Problem details - Substitute "marker" for "keypoint" in the lines from the one holding "cropped hair in this photo on that basis." through the last line, inclusive. Give those lines again with nothing else changed.

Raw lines
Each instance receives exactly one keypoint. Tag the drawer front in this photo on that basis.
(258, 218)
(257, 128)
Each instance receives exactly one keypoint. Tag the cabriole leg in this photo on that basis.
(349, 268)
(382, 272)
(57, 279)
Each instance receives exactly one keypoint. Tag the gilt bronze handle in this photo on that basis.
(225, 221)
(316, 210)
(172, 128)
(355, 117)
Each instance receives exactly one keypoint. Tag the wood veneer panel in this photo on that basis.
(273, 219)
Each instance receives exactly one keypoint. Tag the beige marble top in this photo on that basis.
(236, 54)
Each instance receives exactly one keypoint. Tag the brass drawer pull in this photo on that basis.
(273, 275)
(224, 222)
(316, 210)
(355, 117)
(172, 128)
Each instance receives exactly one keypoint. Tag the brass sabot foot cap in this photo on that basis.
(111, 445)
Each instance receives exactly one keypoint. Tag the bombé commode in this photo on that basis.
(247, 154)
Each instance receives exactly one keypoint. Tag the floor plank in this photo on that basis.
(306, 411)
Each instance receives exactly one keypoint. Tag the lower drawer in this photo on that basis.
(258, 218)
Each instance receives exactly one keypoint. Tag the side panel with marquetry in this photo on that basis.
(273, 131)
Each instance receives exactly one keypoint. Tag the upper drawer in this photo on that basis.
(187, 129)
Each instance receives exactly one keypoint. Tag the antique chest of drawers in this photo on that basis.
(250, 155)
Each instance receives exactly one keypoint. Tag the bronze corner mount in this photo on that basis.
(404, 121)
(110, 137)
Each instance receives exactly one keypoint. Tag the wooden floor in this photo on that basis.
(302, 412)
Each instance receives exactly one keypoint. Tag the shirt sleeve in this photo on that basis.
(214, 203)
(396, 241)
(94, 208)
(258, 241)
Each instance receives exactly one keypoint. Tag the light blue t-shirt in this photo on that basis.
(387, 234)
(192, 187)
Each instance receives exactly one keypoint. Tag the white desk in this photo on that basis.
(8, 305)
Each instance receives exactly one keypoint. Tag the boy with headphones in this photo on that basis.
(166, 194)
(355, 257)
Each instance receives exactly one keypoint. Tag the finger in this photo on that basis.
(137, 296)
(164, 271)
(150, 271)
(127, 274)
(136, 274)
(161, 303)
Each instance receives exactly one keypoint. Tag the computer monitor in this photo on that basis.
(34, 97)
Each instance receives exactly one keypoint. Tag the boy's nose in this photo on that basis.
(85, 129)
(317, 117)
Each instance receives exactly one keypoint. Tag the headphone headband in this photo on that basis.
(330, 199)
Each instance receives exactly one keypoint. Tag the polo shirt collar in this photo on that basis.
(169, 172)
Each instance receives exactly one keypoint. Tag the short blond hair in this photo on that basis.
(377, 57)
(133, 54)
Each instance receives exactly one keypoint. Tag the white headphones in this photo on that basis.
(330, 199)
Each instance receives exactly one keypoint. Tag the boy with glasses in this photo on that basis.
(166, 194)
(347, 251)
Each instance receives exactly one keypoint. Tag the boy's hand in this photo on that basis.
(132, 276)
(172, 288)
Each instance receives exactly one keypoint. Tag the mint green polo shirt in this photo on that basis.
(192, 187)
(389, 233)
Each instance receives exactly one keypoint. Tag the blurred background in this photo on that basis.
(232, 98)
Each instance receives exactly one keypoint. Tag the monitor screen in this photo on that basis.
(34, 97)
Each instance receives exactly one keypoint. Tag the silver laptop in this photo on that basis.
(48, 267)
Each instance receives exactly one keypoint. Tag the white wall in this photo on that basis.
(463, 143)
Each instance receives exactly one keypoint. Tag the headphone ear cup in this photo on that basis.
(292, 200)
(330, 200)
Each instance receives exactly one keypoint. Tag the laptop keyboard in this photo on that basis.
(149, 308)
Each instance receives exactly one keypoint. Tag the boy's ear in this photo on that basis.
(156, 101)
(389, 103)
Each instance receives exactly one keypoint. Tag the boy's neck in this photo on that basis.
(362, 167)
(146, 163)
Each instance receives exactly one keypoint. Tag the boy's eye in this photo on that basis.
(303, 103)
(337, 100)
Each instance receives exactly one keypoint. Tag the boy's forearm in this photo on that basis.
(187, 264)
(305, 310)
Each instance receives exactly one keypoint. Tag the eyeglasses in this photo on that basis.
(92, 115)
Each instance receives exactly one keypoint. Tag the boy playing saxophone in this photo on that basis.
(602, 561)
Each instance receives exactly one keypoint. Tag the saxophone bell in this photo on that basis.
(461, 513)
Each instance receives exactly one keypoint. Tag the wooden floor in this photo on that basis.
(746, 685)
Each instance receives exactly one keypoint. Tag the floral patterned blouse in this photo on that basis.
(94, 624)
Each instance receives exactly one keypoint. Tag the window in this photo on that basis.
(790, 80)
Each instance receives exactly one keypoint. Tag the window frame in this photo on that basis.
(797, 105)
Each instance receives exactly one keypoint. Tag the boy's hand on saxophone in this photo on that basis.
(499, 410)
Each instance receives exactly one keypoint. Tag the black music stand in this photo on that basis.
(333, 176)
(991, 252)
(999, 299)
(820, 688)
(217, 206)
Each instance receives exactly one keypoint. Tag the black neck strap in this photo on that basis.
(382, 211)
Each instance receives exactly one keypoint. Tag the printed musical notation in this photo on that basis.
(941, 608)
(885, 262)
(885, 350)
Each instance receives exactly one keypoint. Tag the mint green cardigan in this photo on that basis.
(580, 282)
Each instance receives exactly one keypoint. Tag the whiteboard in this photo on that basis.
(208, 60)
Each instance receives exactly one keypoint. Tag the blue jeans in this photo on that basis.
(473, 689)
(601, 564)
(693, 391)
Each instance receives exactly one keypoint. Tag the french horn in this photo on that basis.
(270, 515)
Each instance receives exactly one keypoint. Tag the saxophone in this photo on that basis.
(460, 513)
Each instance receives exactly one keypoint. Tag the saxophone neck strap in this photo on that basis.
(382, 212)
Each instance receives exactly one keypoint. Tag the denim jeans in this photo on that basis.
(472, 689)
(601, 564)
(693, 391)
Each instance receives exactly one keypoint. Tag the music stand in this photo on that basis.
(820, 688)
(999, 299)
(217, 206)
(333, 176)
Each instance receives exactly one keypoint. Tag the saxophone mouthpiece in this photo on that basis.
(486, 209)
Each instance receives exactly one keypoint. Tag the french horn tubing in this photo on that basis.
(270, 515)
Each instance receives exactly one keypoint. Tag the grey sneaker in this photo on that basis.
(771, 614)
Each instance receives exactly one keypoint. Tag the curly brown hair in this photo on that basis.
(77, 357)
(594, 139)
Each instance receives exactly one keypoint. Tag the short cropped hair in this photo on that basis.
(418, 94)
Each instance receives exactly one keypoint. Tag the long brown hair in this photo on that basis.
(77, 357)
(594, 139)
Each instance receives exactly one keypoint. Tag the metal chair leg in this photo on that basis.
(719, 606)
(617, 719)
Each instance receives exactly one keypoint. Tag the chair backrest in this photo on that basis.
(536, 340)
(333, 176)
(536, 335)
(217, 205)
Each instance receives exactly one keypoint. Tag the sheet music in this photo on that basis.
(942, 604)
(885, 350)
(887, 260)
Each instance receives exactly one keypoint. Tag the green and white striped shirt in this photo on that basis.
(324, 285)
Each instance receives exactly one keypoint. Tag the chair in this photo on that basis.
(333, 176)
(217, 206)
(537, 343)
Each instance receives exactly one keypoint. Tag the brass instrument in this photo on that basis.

Output for this task -
Each instance receives exactly one marker. Tag the short cropped hair in this photo on that basis.
(418, 94)
Each instance receives exactly one marker. Tag the long brown hair in this photo on that basis.
(77, 357)
(594, 139)
Each instance receives exactly one marker. Tag the metal chair leg in this photo on that basis.
(719, 606)
(617, 719)
Each instance receives exactly one marker. Tag the chair backrest in this photo on that basis.
(536, 340)
(333, 176)
(536, 335)
(217, 205)
Each instance receives exactly one marker. Tag the sheet music in this photo on that basis.
(942, 604)
(885, 350)
(887, 260)
Each instance receives exactly one marker. Tag the green and white striped shirt in this photo on that basis.
(324, 285)
Each instance receives exactly one marker. Tag the chair in this photo on that basis.
(333, 176)
(217, 206)
(537, 343)
Each instance receives exactly one marker. Tag the brass instrument in this photo on that basis.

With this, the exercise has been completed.